(A run of records)

• • • • • • •

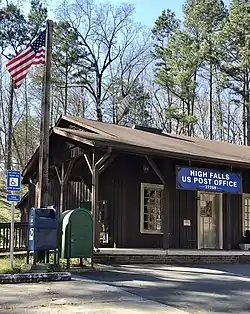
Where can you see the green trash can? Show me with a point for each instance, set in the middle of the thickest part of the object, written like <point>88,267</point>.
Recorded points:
<point>76,234</point>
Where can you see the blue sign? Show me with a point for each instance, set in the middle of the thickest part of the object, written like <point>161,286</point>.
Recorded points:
<point>13,180</point>
<point>13,198</point>
<point>208,180</point>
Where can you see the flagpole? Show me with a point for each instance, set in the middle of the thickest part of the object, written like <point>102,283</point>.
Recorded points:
<point>43,195</point>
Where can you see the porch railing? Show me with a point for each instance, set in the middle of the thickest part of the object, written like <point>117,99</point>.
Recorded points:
<point>20,236</point>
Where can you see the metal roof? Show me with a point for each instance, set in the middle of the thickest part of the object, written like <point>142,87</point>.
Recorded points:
<point>126,139</point>
<point>103,134</point>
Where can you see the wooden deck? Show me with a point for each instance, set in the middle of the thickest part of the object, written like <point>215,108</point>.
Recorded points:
<point>171,252</point>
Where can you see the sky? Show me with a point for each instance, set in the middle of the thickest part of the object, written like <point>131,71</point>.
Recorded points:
<point>146,11</point>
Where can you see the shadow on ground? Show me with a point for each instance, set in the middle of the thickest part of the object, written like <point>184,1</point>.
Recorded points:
<point>206,288</point>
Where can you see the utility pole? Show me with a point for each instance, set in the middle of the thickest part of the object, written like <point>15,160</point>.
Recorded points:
<point>43,195</point>
<point>10,126</point>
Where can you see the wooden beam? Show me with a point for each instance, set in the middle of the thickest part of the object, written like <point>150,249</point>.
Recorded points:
<point>88,163</point>
<point>63,178</point>
<point>156,170</point>
<point>102,160</point>
<point>107,163</point>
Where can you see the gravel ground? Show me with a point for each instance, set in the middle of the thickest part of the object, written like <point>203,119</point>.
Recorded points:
<point>75,296</point>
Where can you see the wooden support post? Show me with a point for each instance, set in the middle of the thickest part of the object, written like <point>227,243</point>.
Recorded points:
<point>156,170</point>
<point>95,194</point>
<point>94,197</point>
<point>166,205</point>
<point>63,178</point>
<point>43,196</point>
<point>228,227</point>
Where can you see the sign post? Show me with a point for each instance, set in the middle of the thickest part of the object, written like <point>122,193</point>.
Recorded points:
<point>13,185</point>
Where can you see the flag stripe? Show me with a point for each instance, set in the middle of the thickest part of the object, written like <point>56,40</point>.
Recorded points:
<point>20,56</point>
<point>20,61</point>
<point>21,65</point>
<point>34,54</point>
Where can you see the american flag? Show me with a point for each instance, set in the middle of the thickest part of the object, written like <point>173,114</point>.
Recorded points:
<point>20,64</point>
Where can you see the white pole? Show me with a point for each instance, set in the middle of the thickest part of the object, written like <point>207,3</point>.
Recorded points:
<point>12,236</point>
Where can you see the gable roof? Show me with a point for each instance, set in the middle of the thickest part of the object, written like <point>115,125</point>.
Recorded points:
<point>126,139</point>
<point>103,134</point>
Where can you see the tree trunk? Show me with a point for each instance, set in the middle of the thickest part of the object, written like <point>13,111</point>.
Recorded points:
<point>10,127</point>
<point>98,97</point>
<point>244,120</point>
<point>193,101</point>
<point>248,108</point>
<point>211,100</point>
<point>66,93</point>
<point>26,124</point>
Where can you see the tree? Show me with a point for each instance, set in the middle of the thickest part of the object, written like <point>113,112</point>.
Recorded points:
<point>99,29</point>
<point>67,57</point>
<point>203,20</point>
<point>16,33</point>
<point>235,64</point>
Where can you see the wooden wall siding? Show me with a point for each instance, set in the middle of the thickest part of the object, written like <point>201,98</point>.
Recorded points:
<point>246,181</point>
<point>75,193</point>
<point>183,206</point>
<point>120,186</point>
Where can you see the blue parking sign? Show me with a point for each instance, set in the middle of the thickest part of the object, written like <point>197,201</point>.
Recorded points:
<point>13,180</point>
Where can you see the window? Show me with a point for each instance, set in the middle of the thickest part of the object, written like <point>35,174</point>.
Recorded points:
<point>151,208</point>
<point>246,213</point>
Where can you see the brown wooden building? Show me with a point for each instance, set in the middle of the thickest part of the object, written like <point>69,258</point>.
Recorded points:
<point>129,174</point>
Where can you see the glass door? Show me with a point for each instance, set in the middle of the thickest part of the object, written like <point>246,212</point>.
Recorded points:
<point>209,220</point>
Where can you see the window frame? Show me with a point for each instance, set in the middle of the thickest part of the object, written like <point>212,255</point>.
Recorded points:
<point>244,196</point>
<point>143,186</point>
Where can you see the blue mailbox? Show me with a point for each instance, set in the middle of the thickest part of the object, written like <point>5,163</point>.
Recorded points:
<point>42,229</point>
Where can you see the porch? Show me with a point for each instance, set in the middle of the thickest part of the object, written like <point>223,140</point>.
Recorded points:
<point>171,256</point>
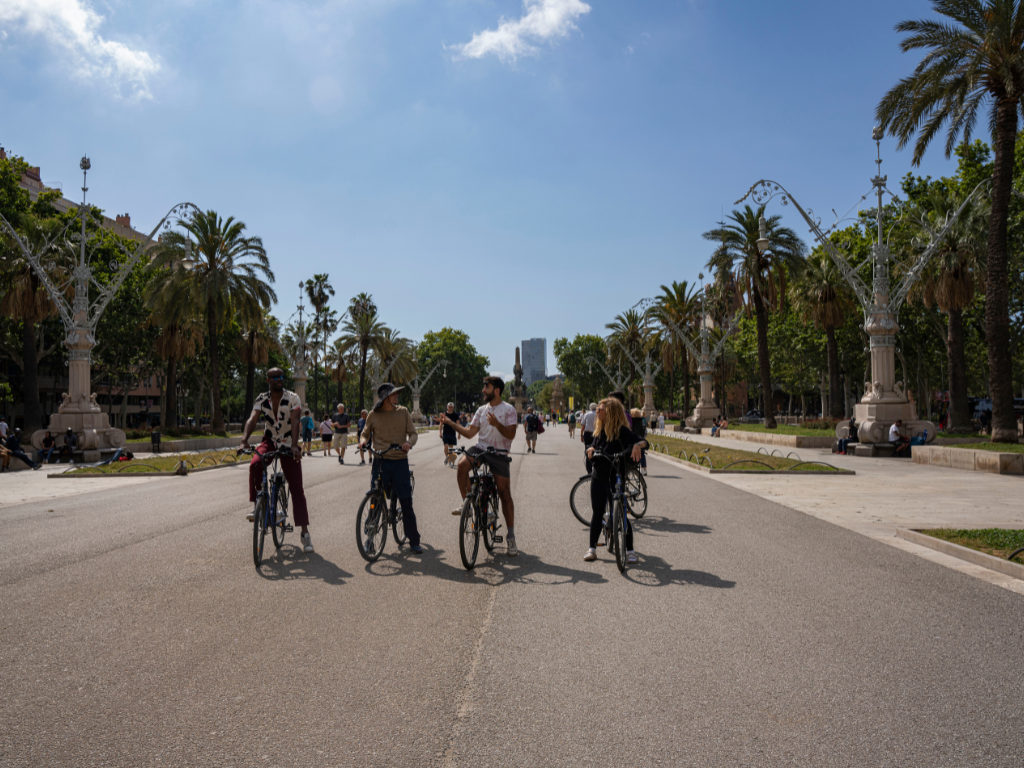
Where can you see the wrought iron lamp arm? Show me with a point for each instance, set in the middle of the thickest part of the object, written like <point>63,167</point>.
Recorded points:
<point>764,190</point>
<point>904,286</point>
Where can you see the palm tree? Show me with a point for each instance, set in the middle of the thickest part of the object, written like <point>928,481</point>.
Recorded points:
<point>677,307</point>
<point>761,275</point>
<point>320,291</point>
<point>820,294</point>
<point>630,331</point>
<point>949,283</point>
<point>361,331</point>
<point>25,299</point>
<point>227,271</point>
<point>975,58</point>
<point>254,348</point>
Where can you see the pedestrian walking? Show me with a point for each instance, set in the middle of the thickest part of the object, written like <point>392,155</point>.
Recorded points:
<point>327,434</point>
<point>341,421</point>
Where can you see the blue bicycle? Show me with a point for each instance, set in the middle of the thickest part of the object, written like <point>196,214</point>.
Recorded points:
<point>270,511</point>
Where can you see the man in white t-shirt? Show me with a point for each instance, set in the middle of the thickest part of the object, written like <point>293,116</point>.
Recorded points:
<point>495,423</point>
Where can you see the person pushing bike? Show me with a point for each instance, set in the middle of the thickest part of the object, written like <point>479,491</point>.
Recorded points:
<point>391,424</point>
<point>280,410</point>
<point>611,435</point>
<point>496,423</point>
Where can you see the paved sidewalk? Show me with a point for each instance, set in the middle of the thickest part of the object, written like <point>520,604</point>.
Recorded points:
<point>889,494</point>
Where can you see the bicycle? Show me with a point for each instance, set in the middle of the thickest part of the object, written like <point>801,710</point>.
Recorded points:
<point>614,523</point>
<point>272,495</point>
<point>636,487</point>
<point>479,511</point>
<point>375,515</point>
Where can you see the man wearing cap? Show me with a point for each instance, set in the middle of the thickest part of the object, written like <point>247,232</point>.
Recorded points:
<point>391,424</point>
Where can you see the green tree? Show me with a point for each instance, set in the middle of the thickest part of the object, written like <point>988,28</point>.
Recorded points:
<point>227,271</point>
<point>974,58</point>
<point>761,275</point>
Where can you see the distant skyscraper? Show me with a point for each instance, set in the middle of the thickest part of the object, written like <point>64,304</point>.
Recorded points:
<point>535,360</point>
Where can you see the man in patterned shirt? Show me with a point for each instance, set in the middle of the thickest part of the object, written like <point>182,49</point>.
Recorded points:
<point>280,412</point>
<point>496,422</point>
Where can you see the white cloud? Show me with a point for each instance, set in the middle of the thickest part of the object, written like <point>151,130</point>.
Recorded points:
<point>73,26</point>
<point>543,19</point>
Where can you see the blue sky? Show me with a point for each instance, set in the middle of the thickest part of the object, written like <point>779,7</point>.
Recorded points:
<point>512,169</point>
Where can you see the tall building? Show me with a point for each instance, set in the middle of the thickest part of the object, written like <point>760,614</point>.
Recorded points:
<point>535,360</point>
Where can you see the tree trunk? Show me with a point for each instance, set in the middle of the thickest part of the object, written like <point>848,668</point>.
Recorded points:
<point>30,386</point>
<point>960,413</point>
<point>170,410</point>
<point>216,416</point>
<point>836,401</point>
<point>996,284</point>
<point>763,359</point>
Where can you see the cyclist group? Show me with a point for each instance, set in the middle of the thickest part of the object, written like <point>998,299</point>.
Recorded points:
<point>390,432</point>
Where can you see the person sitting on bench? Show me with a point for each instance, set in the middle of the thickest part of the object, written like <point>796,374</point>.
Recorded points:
<point>900,443</point>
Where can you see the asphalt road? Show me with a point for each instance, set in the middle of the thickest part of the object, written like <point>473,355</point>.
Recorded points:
<point>135,632</point>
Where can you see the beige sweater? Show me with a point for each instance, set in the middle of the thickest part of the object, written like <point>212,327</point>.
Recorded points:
<point>389,427</point>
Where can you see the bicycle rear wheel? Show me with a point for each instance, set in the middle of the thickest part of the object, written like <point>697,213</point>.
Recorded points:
<point>491,523</point>
<point>398,526</point>
<point>619,523</point>
<point>275,526</point>
<point>580,500</point>
<point>259,529</point>
<point>636,487</point>
<point>469,534</point>
<point>371,526</point>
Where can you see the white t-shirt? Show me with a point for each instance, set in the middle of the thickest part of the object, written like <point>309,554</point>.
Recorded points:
<point>488,435</point>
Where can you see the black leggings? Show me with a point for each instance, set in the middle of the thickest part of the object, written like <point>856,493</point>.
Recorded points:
<point>600,495</point>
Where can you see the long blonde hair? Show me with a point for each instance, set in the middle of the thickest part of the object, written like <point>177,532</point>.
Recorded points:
<point>613,421</point>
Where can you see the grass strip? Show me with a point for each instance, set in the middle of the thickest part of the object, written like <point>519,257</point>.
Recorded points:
<point>721,457</point>
<point>162,463</point>
<point>995,542</point>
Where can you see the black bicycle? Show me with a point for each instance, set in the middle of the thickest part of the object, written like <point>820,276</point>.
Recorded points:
<point>376,514</point>
<point>614,520</point>
<point>636,487</point>
<point>270,511</point>
<point>479,511</point>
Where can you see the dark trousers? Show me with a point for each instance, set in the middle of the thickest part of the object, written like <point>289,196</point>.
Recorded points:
<point>395,479</point>
<point>600,495</point>
<point>293,474</point>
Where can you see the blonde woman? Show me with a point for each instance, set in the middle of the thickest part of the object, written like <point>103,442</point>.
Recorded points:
<point>611,435</point>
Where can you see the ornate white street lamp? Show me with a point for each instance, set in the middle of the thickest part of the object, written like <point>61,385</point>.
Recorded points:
<point>79,411</point>
<point>885,399</point>
<point>418,384</point>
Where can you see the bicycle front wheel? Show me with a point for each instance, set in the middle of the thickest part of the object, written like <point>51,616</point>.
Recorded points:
<point>259,529</point>
<point>469,534</point>
<point>371,526</point>
<point>619,523</point>
<point>580,501</point>
<point>636,487</point>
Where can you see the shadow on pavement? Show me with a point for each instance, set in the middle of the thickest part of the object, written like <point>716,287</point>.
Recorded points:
<point>666,525</point>
<point>653,571</point>
<point>493,568</point>
<point>291,562</point>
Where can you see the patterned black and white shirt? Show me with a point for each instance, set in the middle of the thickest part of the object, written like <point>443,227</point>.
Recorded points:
<point>280,424</point>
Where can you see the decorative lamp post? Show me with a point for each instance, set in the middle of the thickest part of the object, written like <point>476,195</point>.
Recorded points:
<point>80,316</point>
<point>418,384</point>
<point>885,399</point>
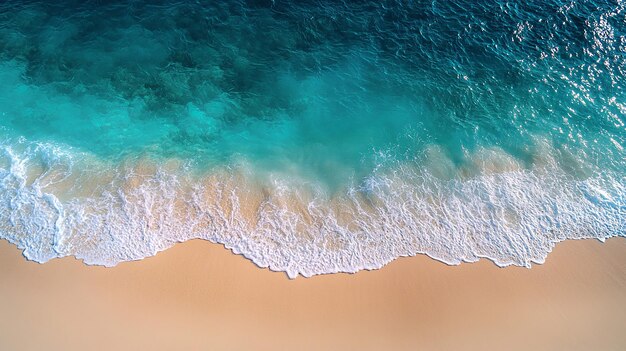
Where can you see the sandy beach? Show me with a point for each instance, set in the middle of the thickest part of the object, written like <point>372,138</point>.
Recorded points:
<point>200,296</point>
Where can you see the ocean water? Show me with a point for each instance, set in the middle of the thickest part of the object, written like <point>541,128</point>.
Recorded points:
<point>312,137</point>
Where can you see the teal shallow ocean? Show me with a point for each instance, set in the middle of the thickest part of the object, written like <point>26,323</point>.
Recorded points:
<point>312,136</point>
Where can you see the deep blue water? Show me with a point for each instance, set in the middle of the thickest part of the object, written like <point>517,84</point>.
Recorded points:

• • • • • • •

— SHORT PROBLEM —
Starting at the line of the listing that contains "Where can you see the palm" and ending with the line that contains "<point>341,421</point>", reproduce those lines, replacing "pedestrian walking" with "person on foot" and leaving everything else unchanged.

— WRITTEN RESPONSE —
Where can you see the palm tree? Show me with a point for each instance, set in the middle of the thickest part of the object, written like <point>928,481</point>.
Recorded points:
<point>677,307</point>
<point>761,275</point>
<point>320,291</point>
<point>820,294</point>
<point>630,331</point>
<point>949,283</point>
<point>361,331</point>
<point>25,299</point>
<point>227,271</point>
<point>975,58</point>
<point>254,348</point>
Where can you see the person on foot? Show me with a point for each instance, set in the middle of the thickest part of the object, written like <point>392,155</point>.
Recorded points:
<point>327,434</point>
<point>341,421</point>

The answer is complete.